From the article below on the 1928 short film The Beau Brummels, reproduce verbatim the passage from "Throughout the film, Shaw" up to and including "other confused looks.".

──────── Quoted passage

The Beau Brummels is a 1928 Vitaphone short film (Release 2686) featuring the vaudeville comedy-and-dancing team Shaw and Lee, Al Shaw (Albert Schutzman, 1891–1957) and Sam Lee (Samuel Levy, 1891–1980). It was the first film the team made together.

==Shaw and Lee's act==

The Beau Brummels (1928)

The Beau Brummels has no storyline and no supporting cast. The film opens with curtains parting to reveal Shaw and Lee standing next to each other wearing matching suits, bow ties, and hats. The comedians' manner is solemn and their expressions are deadpan as they sing nonsense songs and recite ridiculous jokes.

They begin by performing a parody of the song "Strolling Through the Park One Day," in which they describe a woman with crossed eyes, knock-knees, flat feet, and a wig that's turning gray, before briefly singing in Yiddish. Then they slowly remove their hats, sing a song a capella, "Don't Forget to Breathe or Else You'll Die" giving advice ("Always eat when you are hungry, always drink when you are dry, go to bed when you are sleepy, but don't forget to breathe or else you'll die."), and slowly replace their hats.

Shaw and Lee then exchange groan-worthy jokes:

Lee: Twenty people under one umbrella. Not one got wet.

Shaw: How's that?

Lee: It wasn't raining.

Lee: Around this house we have a porch. On this porch we keep 30,000 geese.

Shaw: Thirty thousand geese on your porch?

Lee: On my porch.

Shaw: They must be Porch-a-geese.

The film ends with the team singing a self-referential song ("This Is the Chorus"), then break into a brief dance routine performed without background music.

Throughout the film, Shaw and Lee stand still and face the camera. Aside from the brief dance number at the end, taking off and replacing their hats, and bowing to the audience in the film's final moments, they only move to give each other confused looks.

==Reception==
Shaw and Lee had performed this same act in vaudeville as early as 1922. By 1928 they had perfected both the routine and the timing, resulting in a faultless, one-take performance for the camera. Shaw and Lee do their act in a single, continuous eight-minute medium shot, except for a long shot at the very beginning and very end. Film Daily noted the team's trademark corny jokes and crazy dancing: "They get away with it because they know how to put it over [with] snap and perfect delivery."

==Recognition==
The Vitaphone Project helped develop funding for a restoration of The Beau Brummels by the UCLA Film and Television Archive. The restoration, combining the surviving mute picture element and the original soundtrack recording, premiered theatrically in 2007 and was released on DVD that same year, introducing Shaw and Lee to modern audiences. The film and the team caught on quickly among vintage-film buffs, and in 2016, the film was selected for preservation in the National Film Registry by the Library of Congress, deemed "culturally, historically, or aesthetically significant."

The Beau Brummels was included with other Vitaphone shorts as part of the 2007 DVD and the 2013 blu-ray releases of The Jazz Singer. A restored print of The Beau Brummels was screened at the Turner Classic Movies Classic Film Festival in 2016.

────────────────
──────── Data extracts

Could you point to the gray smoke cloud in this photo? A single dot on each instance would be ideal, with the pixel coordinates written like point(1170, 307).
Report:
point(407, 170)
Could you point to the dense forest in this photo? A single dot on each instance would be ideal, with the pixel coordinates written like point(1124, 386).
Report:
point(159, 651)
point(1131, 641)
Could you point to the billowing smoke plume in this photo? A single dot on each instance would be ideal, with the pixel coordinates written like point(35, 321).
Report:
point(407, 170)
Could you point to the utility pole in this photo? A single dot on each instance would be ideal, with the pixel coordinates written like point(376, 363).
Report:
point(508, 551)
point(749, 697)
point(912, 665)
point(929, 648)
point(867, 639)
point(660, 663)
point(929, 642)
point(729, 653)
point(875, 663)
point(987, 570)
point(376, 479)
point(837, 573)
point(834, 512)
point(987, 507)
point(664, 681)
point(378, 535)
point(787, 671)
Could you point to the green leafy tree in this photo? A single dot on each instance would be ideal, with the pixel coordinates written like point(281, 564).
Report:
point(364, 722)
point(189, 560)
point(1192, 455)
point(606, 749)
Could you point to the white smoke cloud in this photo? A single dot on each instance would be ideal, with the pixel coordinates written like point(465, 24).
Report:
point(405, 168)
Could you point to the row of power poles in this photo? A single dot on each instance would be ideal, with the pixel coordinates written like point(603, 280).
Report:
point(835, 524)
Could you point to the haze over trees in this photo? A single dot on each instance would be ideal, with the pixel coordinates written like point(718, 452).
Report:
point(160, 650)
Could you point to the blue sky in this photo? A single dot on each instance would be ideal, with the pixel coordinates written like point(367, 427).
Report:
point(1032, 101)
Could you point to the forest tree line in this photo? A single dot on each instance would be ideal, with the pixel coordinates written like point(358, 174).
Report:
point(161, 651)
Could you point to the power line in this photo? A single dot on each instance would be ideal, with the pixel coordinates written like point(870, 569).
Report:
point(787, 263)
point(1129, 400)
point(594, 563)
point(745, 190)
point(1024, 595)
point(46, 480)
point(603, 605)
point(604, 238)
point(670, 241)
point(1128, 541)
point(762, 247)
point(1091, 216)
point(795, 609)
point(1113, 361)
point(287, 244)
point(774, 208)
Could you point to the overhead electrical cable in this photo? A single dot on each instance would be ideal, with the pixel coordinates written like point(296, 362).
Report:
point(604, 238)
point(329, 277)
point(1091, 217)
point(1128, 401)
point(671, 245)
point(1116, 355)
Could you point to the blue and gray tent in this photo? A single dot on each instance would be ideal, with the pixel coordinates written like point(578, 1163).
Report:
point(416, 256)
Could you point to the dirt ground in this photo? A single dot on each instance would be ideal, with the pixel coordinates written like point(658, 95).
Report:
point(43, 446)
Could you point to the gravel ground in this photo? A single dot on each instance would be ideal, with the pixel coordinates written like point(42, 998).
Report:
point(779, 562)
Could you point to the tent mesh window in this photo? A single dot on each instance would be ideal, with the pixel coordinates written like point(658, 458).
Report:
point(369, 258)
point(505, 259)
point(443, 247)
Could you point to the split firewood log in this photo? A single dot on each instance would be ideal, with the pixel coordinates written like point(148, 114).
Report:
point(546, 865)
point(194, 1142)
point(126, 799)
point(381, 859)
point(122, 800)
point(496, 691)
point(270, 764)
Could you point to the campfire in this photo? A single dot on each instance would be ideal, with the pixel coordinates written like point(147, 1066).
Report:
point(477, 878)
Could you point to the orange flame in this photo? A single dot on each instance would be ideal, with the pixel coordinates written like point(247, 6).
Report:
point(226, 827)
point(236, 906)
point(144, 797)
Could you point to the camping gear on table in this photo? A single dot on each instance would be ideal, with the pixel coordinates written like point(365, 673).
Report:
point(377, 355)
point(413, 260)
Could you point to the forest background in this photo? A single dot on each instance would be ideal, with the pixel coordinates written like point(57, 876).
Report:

────────────────

*The answer*.
Throughout the film, Shaw and Lee stand still and face the camera. Aside from the brief dance number at the end, taking off and replacing their hats, and bowing to the audience in the film's final moments, they only move to give each other confused looks.